**INPUT:**
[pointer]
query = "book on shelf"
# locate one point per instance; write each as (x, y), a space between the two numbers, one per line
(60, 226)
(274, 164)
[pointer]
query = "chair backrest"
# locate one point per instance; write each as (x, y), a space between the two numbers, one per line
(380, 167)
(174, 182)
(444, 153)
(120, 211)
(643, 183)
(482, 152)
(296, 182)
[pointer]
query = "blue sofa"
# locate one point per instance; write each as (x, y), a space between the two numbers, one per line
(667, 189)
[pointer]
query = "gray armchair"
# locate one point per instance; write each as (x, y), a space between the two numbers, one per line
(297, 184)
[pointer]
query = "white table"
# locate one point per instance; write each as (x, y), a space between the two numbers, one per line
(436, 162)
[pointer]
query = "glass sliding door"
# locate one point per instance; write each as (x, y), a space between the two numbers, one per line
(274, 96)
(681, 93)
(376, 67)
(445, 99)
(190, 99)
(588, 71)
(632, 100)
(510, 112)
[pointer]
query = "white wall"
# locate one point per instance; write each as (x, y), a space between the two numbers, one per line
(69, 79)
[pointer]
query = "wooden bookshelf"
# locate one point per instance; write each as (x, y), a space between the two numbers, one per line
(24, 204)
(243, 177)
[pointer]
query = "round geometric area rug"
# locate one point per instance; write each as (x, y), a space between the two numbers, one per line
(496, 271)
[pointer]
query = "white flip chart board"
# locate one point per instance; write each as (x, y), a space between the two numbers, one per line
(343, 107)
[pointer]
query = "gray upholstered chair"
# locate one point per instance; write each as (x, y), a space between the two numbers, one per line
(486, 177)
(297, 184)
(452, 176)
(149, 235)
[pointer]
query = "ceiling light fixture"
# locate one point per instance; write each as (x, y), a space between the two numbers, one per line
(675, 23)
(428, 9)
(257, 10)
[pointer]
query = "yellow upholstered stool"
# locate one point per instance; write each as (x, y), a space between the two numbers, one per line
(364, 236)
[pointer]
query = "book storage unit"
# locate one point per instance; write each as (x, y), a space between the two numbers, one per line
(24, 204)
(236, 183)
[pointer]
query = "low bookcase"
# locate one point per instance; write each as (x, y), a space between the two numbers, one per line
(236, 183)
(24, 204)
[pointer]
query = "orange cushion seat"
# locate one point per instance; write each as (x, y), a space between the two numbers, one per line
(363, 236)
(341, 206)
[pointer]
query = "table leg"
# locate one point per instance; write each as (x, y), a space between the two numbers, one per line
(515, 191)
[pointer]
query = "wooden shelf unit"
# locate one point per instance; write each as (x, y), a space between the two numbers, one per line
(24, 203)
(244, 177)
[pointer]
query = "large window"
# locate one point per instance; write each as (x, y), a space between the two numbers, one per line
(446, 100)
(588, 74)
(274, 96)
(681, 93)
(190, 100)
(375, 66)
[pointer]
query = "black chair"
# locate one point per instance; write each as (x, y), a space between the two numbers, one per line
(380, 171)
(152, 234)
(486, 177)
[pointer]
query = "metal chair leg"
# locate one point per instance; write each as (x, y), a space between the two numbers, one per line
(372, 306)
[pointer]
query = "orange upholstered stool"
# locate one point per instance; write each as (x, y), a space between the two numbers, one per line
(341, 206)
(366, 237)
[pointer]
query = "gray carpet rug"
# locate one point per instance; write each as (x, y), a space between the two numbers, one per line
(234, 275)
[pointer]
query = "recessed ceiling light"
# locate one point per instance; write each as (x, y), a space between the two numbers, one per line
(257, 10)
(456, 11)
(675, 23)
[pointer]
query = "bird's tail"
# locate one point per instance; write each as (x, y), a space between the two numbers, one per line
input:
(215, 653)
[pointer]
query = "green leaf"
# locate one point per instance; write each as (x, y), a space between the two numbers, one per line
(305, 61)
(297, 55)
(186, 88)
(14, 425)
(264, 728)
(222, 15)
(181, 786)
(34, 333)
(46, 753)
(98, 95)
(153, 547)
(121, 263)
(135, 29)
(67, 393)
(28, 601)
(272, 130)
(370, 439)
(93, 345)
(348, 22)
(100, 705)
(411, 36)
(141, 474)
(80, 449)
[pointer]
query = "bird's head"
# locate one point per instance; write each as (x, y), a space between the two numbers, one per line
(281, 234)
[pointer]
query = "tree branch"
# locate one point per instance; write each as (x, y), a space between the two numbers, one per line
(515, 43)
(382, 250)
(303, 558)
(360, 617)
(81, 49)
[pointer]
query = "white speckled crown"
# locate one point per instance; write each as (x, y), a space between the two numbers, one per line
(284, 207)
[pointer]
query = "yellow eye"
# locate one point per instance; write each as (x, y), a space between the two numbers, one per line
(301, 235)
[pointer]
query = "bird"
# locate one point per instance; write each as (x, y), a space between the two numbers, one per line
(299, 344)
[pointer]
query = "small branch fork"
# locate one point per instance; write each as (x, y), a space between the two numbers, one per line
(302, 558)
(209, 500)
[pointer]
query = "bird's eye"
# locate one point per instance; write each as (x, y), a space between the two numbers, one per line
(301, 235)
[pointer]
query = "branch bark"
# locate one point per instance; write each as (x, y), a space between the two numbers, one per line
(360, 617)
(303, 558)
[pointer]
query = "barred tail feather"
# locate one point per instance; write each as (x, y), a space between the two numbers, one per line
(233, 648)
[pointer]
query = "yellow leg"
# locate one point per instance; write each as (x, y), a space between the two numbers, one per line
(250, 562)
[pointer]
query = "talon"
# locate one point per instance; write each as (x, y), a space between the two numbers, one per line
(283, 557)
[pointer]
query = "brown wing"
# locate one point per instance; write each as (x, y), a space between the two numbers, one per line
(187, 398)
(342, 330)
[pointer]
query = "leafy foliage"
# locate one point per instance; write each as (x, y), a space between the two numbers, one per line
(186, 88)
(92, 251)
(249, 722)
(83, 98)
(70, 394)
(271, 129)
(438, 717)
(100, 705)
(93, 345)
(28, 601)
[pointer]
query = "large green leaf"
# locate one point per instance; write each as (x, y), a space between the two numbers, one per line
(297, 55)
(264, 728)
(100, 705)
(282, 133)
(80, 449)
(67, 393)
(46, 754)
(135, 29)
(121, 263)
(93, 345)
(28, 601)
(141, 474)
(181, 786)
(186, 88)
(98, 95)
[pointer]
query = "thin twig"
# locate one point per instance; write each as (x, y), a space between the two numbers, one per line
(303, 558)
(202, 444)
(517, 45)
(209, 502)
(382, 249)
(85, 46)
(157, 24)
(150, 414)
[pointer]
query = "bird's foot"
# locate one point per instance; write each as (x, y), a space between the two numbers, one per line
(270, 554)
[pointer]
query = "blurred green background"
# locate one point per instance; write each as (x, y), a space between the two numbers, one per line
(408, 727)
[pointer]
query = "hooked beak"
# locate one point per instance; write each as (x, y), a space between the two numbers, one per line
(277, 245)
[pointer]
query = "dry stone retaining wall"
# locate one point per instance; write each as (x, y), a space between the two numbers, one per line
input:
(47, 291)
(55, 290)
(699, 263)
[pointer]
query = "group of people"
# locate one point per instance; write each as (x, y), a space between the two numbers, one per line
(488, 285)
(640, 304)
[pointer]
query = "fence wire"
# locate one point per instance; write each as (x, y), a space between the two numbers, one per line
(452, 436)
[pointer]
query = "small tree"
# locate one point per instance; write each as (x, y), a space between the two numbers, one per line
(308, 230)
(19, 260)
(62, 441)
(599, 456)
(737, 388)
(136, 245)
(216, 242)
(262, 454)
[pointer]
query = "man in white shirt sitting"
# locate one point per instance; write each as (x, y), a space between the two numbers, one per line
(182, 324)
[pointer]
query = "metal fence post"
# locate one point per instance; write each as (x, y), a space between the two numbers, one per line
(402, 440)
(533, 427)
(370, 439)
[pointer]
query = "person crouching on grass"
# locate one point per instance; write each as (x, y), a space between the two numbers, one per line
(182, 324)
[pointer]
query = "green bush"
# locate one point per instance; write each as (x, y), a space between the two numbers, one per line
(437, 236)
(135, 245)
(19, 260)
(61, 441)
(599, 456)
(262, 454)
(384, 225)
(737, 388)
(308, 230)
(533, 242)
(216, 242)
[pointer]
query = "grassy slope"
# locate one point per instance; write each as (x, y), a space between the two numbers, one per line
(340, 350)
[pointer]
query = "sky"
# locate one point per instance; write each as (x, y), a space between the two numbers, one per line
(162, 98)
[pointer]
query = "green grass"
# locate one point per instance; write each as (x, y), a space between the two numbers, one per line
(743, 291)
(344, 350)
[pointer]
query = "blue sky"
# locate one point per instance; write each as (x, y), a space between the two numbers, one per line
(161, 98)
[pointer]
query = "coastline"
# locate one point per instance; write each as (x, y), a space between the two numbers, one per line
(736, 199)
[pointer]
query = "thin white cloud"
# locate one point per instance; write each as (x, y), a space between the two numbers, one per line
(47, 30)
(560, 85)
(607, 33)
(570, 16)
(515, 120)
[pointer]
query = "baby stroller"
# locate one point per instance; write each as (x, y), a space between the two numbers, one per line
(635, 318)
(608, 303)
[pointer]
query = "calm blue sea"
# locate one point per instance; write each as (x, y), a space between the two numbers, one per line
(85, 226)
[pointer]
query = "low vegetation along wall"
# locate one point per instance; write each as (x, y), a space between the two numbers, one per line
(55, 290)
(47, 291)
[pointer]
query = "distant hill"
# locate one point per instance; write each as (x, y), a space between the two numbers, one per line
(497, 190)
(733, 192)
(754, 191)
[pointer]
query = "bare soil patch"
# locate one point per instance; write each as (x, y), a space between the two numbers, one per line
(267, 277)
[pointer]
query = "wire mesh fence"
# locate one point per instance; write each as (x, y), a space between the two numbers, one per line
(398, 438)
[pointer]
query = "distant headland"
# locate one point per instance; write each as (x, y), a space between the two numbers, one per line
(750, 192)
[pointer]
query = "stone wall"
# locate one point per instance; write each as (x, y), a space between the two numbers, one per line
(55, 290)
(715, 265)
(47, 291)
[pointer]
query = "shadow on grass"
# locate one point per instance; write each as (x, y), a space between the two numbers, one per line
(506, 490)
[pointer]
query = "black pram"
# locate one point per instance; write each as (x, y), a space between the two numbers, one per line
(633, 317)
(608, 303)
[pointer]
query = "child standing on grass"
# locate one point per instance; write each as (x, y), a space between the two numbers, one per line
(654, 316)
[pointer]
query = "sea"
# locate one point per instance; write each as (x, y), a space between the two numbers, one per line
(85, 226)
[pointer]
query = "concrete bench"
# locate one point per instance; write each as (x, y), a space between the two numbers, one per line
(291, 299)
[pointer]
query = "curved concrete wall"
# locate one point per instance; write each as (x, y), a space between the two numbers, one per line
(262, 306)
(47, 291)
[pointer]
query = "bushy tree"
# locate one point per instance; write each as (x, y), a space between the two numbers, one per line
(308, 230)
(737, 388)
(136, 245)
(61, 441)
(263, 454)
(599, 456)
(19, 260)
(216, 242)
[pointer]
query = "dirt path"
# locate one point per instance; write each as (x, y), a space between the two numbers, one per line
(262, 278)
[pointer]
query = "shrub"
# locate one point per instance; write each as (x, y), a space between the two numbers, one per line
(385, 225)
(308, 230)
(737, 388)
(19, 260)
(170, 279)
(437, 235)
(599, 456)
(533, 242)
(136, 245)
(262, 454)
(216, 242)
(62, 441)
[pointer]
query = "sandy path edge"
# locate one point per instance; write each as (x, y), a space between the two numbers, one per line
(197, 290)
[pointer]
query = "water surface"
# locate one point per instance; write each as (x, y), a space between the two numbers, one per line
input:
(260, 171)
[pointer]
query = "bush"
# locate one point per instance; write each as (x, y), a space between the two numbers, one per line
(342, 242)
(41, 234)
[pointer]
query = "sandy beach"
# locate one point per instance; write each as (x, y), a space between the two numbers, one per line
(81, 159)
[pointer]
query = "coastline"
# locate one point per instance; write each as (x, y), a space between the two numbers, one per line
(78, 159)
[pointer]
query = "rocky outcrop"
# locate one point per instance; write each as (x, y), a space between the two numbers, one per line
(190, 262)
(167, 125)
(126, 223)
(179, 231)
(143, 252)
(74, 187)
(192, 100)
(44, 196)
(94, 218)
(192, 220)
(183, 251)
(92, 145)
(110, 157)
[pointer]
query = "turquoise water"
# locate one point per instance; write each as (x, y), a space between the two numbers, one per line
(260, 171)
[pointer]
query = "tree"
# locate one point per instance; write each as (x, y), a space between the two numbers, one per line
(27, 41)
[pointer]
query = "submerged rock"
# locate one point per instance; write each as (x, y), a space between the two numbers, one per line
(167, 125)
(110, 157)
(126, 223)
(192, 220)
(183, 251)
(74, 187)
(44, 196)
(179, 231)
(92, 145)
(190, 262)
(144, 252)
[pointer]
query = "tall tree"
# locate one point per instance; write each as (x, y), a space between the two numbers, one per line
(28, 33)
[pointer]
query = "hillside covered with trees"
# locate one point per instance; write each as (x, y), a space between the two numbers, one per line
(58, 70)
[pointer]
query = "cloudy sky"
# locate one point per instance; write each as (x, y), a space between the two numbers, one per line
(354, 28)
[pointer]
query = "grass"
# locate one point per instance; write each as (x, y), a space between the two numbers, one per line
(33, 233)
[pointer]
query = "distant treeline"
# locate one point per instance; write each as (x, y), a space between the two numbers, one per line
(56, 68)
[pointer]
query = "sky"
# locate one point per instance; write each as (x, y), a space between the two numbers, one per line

**EXERCISE GOAL:** How many lines of the listing above contain the string "bird", with case counting? Give only the number.

**FINISHED ANSWER:** 5